説明

樹脂製直動装置部品の固定方法および直動装置

【課題】樹脂製直動装置部品に形成された直動装置部品取付け用貫通孔を挿通するボルトにより樹脂製直動装置部品を直動装置部品取付け面に固定する際に樹脂製直動装置部品のクリープを抑制することのできる樹脂製直動装置部品の固定方法を提供する。
【解決手段】レール固定用ボルト14の軸径より大きい内径を有し且つレール固定用ボルト14の頭部14aが収容される部分を除いたレール取付け用貫通孔12の長さより僅かに短い長さの円筒部13aを有する金属製のクリープ抑制部材13を樹脂製案内レール10のレール取付け用貫通孔12に挿入した後、クリープ抑制部材13の円筒部13aにレール固定用ボルト14を挿入する。そして、クリープ抑制部材13がレール取付け面11に当接するまでレール固定用ボルト14をレール取付け面11に形成されたねじ穴16に螺入して樹脂製案内レール10をレール取付け面11に固定する

【発明の詳細な説明】
【技術分野】
【0001】
本発明は、たとえば樹脂製案内レールなどの樹脂製直動装置部品に形成された直動装置部品取付け用貫通孔を挿通するボルトにより樹脂製直動装置部品を直動装置部品取付け面に固定する技術に関する。
【背景技術】
【0002】
往復直線運動する物体をその移動方向に案内する直動案内装置は、直線状に形成された案内レールと、この案内レールの長手方向に相対移動するスライダとを有しており、案内レールは所定の形状に引抜き加工された鋼材から形成されている場合が多い。このため、このような直動案内装置を水滴が飛散する環境下や高温多湿の環境下で使用すると、案内レールの転動体転動溝に錆が発生して転動体の転がり運動を阻害する原因となる。そこで、このような問題を解消するために、直動案内装置の案内レールを樹脂材で形成することが検討されている(例えば、特許文献1参照)。
【0003】
しかしながら、案内レールを樹脂材で形成すると、案内レールに形成されたレール取付け用貫通孔を挿通するレール固定用ボルトにより案内レールを産業機械や測定機器のレール取付け面に固定した際に、レール固定用ボルトの緩みを招くクリープが案内レールに発生し、その結果、案内レールの取付け精度が低下するという問題があった。

■ 必要な作業 ■
(A) 本文の【解決手段】に符号付きで出てくる部材や部位を、符号とともにすべて挙げてください。
(B) 本文のうち「樹脂製直動装置部品の固定方法および直動装置」から「(例えば、特許文献1参照)。」までの部分をそのまま抜き出すこと。
この先の資料は本文とは別個のものである。

ラベル付き対象の指し示し項目:
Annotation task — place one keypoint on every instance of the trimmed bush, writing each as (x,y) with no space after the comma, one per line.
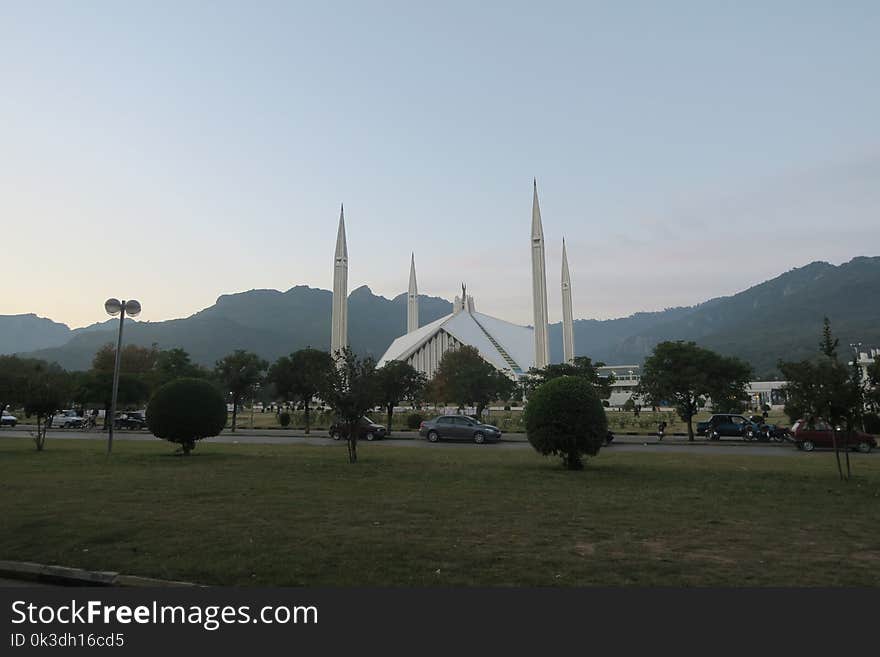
(186,410)
(565,417)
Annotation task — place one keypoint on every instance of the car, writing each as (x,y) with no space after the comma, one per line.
(729,424)
(821,434)
(368,429)
(130,420)
(67,419)
(458,427)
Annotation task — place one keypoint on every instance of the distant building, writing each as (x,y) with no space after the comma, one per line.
(771,393)
(626,380)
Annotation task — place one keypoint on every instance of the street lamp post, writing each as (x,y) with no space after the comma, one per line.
(116,307)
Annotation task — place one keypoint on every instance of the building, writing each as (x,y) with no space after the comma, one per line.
(511,348)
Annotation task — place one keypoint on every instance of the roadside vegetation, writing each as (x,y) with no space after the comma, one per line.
(261,515)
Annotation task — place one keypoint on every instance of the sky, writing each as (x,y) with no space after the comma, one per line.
(176,151)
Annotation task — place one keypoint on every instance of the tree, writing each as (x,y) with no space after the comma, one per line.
(240,372)
(688,376)
(824,388)
(186,410)
(582,366)
(301,376)
(45,389)
(13,377)
(398,380)
(95,388)
(565,417)
(465,378)
(351,389)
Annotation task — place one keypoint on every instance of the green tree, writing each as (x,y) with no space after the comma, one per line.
(301,376)
(13,376)
(582,366)
(184,411)
(45,390)
(351,389)
(398,381)
(565,417)
(240,373)
(465,378)
(824,388)
(688,376)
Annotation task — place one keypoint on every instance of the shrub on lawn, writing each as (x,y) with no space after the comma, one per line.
(186,410)
(565,417)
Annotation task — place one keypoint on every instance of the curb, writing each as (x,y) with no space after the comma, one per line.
(65,576)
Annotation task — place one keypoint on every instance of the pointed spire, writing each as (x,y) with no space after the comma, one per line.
(566,276)
(339,311)
(413,286)
(341,245)
(537,227)
(567,315)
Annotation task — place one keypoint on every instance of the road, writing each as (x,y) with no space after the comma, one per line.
(646,443)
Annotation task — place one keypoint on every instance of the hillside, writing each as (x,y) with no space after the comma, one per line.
(780,318)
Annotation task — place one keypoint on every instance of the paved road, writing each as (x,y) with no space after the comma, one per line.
(410,439)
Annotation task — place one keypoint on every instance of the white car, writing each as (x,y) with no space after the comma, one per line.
(67,420)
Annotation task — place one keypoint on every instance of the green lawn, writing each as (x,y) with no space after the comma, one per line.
(302,516)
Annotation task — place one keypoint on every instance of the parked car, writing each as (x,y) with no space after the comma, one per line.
(731,425)
(68,419)
(368,429)
(772,431)
(130,420)
(821,434)
(458,427)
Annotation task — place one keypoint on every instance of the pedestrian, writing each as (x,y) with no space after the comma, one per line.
(661,430)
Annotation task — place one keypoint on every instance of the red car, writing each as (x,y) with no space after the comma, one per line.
(821,435)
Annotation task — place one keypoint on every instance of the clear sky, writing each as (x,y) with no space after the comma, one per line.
(176,151)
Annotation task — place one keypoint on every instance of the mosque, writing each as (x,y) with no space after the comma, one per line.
(511,348)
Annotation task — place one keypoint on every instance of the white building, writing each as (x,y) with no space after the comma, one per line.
(509,347)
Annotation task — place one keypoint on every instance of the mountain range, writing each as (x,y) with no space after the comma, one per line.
(780,318)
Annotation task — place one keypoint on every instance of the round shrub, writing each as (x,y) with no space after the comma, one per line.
(186,410)
(565,418)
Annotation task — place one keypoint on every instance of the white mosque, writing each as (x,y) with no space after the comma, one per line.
(511,348)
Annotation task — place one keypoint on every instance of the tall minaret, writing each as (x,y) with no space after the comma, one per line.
(539,286)
(567,320)
(412,299)
(339,315)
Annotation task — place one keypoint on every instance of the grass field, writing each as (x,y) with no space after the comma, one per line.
(302,516)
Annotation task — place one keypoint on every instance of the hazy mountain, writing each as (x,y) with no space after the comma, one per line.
(29,332)
(781,318)
(268,322)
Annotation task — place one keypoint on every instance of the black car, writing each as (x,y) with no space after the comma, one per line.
(458,427)
(367,428)
(133,420)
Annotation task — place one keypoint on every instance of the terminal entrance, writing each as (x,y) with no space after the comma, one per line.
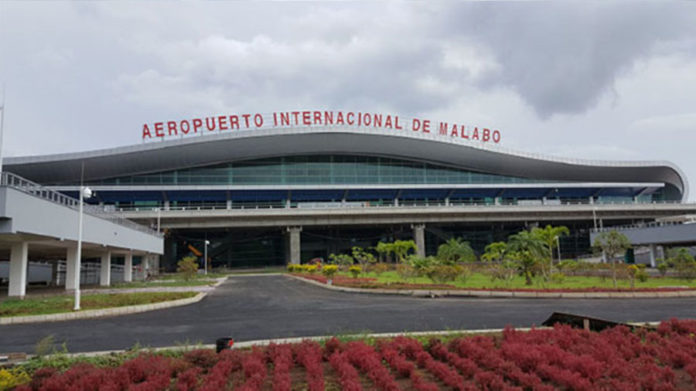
(234,248)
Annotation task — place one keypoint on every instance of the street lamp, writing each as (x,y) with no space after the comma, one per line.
(205,256)
(85,192)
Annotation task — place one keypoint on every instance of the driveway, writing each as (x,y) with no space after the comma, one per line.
(260,307)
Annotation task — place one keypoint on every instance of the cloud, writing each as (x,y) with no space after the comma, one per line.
(678,123)
(562,57)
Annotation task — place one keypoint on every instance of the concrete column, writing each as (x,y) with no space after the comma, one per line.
(419,237)
(128,268)
(653,255)
(19,255)
(294,244)
(105,271)
(71,275)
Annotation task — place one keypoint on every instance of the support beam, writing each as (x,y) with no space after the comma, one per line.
(653,255)
(128,268)
(105,271)
(293,255)
(419,238)
(19,254)
(71,265)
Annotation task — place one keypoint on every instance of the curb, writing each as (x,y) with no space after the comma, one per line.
(503,294)
(266,342)
(90,314)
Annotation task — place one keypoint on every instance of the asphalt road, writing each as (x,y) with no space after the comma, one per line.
(260,307)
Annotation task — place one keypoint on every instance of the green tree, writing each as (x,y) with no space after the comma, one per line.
(683,262)
(341,259)
(455,250)
(384,249)
(549,235)
(188,267)
(401,249)
(612,243)
(494,252)
(526,263)
(526,249)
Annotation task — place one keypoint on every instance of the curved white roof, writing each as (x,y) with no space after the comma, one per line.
(263,143)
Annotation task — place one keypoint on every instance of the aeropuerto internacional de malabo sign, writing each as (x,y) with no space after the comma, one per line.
(316,118)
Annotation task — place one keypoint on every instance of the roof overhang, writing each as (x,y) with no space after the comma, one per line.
(263,143)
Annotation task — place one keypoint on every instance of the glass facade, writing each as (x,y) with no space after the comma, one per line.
(317,170)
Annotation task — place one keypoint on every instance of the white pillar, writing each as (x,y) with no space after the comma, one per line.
(105,272)
(419,236)
(653,255)
(18,269)
(71,275)
(128,268)
(294,244)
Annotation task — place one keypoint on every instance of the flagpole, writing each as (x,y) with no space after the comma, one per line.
(2,122)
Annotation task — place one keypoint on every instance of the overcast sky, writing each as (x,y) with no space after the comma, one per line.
(608,81)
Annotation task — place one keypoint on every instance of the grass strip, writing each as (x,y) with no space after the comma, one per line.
(64,303)
(479,280)
(160,284)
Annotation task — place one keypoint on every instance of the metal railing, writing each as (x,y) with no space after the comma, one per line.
(28,187)
(368,205)
(652,224)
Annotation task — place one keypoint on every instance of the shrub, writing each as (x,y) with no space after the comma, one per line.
(557,278)
(662,266)
(293,268)
(355,270)
(380,268)
(444,273)
(341,259)
(329,271)
(406,272)
(10,378)
(187,267)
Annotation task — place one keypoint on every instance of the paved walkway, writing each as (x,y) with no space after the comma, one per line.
(260,307)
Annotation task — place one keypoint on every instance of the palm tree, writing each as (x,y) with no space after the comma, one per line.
(494,252)
(549,235)
(526,249)
(455,250)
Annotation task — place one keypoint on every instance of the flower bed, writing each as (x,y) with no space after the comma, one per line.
(558,358)
(373,283)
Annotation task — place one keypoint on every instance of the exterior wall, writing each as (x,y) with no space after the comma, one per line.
(32,215)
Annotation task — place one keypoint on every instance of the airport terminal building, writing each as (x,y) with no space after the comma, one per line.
(266,189)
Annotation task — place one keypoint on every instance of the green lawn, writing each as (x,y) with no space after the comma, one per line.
(482,281)
(64,303)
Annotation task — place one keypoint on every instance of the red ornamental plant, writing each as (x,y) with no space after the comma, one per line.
(365,358)
(347,374)
(309,355)
(281,357)
(558,358)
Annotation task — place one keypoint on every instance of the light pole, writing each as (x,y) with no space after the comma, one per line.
(85,192)
(205,257)
(558,242)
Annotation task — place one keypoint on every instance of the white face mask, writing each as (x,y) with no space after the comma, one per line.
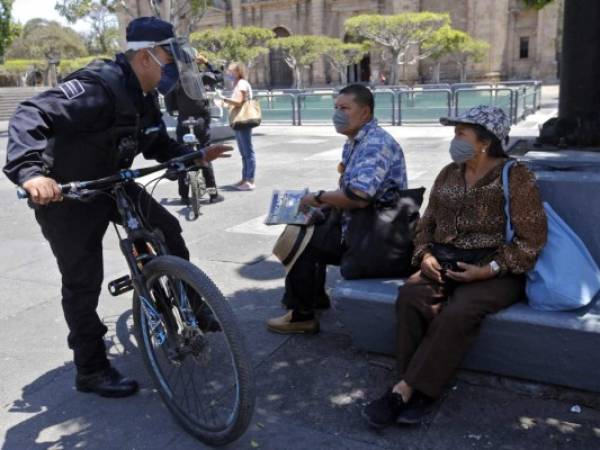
(340,120)
(461,151)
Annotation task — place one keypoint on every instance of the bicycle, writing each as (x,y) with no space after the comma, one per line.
(204,377)
(195,178)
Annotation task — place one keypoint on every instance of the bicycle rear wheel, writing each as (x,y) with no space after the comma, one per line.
(205,378)
(198,190)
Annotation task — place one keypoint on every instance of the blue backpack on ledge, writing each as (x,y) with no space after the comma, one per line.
(565,275)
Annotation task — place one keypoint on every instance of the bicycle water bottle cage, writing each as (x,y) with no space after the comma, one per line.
(120,286)
(190,139)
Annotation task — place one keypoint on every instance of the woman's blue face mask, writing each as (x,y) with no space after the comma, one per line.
(168,77)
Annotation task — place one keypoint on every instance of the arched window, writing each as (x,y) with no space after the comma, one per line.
(360,72)
(281,74)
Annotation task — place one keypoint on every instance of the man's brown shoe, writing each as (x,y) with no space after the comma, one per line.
(284,325)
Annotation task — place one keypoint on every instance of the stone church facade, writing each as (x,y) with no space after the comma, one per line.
(523,42)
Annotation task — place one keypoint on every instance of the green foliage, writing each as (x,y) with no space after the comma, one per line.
(396,31)
(104,34)
(536,4)
(42,38)
(402,34)
(71,65)
(22,65)
(66,66)
(301,51)
(6,31)
(226,45)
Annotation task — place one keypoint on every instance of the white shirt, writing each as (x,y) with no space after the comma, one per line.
(242,85)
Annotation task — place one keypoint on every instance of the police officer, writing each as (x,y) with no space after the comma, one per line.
(179,101)
(90,126)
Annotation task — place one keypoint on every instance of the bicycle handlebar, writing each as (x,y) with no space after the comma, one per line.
(123,175)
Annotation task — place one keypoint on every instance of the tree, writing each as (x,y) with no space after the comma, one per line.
(185,15)
(465,48)
(402,34)
(340,55)
(6,34)
(226,45)
(103,37)
(46,39)
(300,52)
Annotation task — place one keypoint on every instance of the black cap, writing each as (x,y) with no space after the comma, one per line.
(148,29)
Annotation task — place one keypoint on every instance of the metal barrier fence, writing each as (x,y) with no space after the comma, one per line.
(397,105)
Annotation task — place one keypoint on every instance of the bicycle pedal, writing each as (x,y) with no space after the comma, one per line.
(120,286)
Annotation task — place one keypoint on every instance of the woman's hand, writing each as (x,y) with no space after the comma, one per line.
(430,267)
(471,273)
(217,151)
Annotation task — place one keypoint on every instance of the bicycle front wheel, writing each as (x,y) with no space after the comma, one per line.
(192,346)
(198,190)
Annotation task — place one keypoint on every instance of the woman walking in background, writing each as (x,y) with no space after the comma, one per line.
(242,92)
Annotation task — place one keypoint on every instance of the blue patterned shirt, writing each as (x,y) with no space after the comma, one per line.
(373,163)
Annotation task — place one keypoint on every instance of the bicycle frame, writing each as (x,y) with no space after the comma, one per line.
(139,245)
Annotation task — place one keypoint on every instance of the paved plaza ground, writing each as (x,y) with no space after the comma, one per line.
(309,389)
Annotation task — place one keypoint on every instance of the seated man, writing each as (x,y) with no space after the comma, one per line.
(372,167)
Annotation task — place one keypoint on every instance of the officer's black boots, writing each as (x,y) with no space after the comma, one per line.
(106,383)
(216,198)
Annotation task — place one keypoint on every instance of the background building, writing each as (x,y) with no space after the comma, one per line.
(523,42)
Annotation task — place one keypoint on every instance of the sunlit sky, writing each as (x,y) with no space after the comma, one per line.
(24,10)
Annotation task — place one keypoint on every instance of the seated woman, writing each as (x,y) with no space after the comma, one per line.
(467,270)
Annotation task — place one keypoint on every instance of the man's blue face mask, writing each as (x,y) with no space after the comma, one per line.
(169,75)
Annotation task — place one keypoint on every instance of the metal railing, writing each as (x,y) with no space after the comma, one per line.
(398,105)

■ 回答 ■
(A)
レール固定用ボルト14
頭部14a
レール取付け用貫通孔12
円筒部13a
クリープ抑制部材13
樹脂製案内レール10
レール取付け面11
ねじ穴16

(B)
樹脂製直動装置部品の固定方法および直動装置

【課題】樹脂製直動装置部品に形成された直動装置部品取付け用貫通孔を挿通するボルトにより樹脂製直動装置部品を直動装置部品取付け面に固定する際に樹脂製直動装置部品のクリープを抑制することのできる樹脂製直動装置部品の固定方法を提供する。
【解決手段】レール固定用ボルト14の軸径より大きい内径を有し且つレール固定用ボルト14の頭部14aが収容される部分を除いたレール取付け用貫通孔12の長さより僅かに短い長さの円筒部13aを有する金属製のクリープ抑制部材13を樹脂製案内レール10のレール取付け用貫通孔12に挿入した後、クリープ抑制部材13の円筒部13aにレール固定用ボルト14を挿入する。そして、クリープ抑制部材13がレール取付け面11に当接するまでレール固定用ボルト14をレール取付け面11に形成されたねじ穴16に螺入して樹脂製案内レール10をレール取付け面11に固定する

【発明の詳細な説明】
【技術分野】
【0001】
本発明は、たとえば樹脂製案内レールなどの樹脂製直動装置部品に形成された直動装置部品取付け用貫通孔を挿通するボルトにより樹脂製直動装置部品を直動装置部品取付け面に固定する技術に関する。
【背景技術】
【0002】
往復直線運動する物体をその移動方向に案内する直動案内装置は、直線状に形成された案内レールと、この案内レールの長手方向に相対移動するスライダとを有しており、案内レールは所定の形状に引抜き加工された鋼材から形成されている場合が多い。このため、このような直動案内装置を水滴が飛散する環境下や高温多湿の環境下で使用すると、案内レールの転動体転動溝に錆が発生して転動体の転がり運動を阻害する原因となる。そこで、このような問題を解消するために、直動案内装置の案内レールを樹脂材で形成することが検討されている(例えば、特許文献1参照)。